**SUPPLIED RECORDS:**

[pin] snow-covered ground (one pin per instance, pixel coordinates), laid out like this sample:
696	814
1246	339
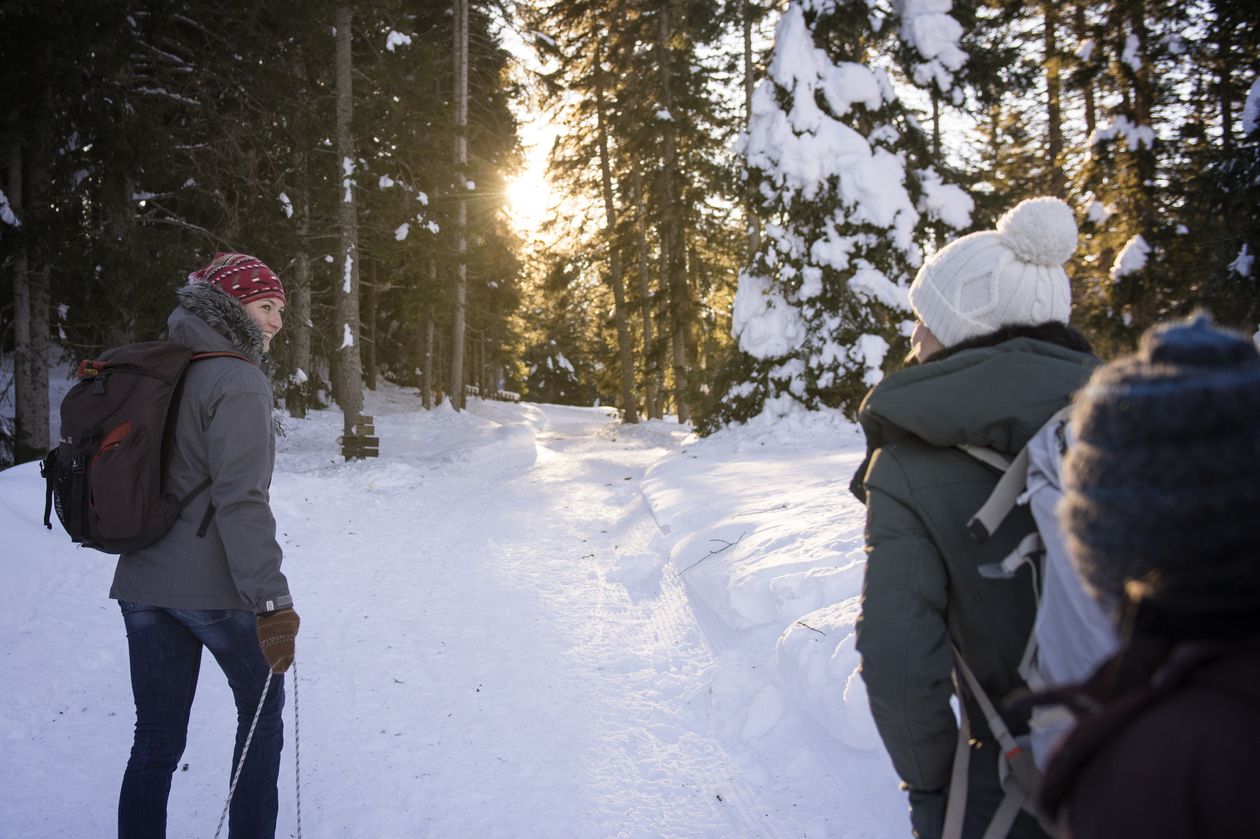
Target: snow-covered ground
519	621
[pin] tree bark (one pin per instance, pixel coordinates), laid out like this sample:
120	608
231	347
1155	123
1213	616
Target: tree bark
652	369
1055	180
672	234
349	363
297	394
461	155
32	203
1091	119
426	367
754	221
369	344
629	411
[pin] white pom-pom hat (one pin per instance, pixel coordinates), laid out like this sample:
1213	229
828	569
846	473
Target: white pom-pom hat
994	279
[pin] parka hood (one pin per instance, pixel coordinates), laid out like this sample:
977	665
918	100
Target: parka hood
208	319
996	397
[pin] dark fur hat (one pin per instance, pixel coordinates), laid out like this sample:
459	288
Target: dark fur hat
1162	484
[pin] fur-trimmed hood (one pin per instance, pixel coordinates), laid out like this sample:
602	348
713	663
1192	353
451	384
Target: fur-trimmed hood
209	319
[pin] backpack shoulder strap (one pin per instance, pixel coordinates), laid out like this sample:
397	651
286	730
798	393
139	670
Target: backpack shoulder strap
1019	775
199	357
1014	474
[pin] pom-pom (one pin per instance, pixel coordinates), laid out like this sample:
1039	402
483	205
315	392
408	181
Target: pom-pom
1041	231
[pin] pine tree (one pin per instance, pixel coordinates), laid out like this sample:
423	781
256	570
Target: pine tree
832	159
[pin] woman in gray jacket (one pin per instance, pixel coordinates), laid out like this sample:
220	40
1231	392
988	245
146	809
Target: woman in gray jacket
214	580
997	359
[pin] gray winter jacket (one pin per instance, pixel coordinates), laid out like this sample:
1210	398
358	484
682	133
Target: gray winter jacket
223	432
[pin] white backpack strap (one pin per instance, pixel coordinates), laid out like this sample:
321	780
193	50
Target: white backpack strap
1022	777
955	804
1011	485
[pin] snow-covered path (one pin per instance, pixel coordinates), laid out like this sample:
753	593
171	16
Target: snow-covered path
497	640
519	685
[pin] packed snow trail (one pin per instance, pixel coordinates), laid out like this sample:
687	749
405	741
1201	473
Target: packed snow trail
519	690
495	643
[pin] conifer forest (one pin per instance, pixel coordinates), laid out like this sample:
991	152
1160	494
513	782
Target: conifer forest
682	208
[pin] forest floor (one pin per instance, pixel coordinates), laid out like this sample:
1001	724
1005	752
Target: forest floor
502	636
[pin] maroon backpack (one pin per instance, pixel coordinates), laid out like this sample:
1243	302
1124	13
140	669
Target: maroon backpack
106	476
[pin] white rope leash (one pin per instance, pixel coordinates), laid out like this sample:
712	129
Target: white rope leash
236	776
297	756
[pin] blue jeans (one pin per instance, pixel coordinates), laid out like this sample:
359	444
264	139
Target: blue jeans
165	649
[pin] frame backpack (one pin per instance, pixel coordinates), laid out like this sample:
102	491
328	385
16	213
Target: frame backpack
106	476
1071	635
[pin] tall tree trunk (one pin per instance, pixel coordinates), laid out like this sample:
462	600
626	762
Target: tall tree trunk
369	344
426	365
652	369
754	221
461	158
1091	117
1056	182
1224	32
32	275
1143	106
297	393
350	367
629	411
673	238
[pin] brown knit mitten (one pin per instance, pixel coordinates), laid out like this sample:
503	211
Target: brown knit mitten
277	633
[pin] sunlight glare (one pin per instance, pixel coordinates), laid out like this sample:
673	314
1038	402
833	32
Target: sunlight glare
529	198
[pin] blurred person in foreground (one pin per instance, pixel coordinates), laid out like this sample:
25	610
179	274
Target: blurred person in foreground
996	359
1162	517
213	582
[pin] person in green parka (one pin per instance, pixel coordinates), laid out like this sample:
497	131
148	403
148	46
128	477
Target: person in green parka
994	358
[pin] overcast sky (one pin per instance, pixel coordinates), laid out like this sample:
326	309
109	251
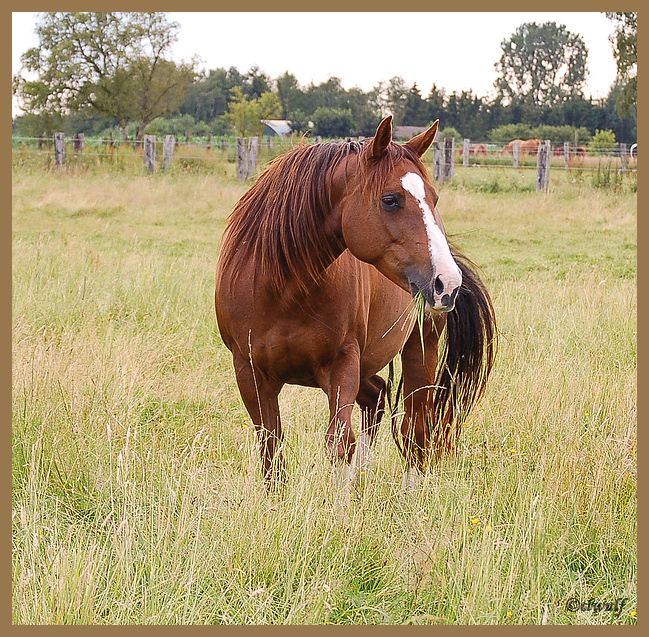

**TASK STATEMENT:** Copy out the items word for word, starting with the line that contains "[pin] brown knit" and going on through the end of the items, with both ends included. Leave the pictures out of your copy.

**SOLUTION:**
[pin] brown knit mitten (one pin per instance, pixel coordinates), laid out like this sample:
503	211
Target: brown knit mitten
277	633
[pin] sunlight glare (one pin per instance, pixel coordinates), laid out like this sample:
673	314
1038	402
833	32
Target: sunlight glare
529	198
[pin] blurred person in foreground (one pin per instance, pixel coordinates), laid out like this sample:
25	610
179	274
Target: blurred person in foreground
996	359
1162	517
213	582
[pin] person in green parka (one pin per instance, pixel coordinates), laid out like this sample:
497	131
148	403
148	46
128	477
Target: person in green parka
994	358
[pin] overcast sky (one pin per instance, pixel coordinates), laid out like this sample:
326	309
109	251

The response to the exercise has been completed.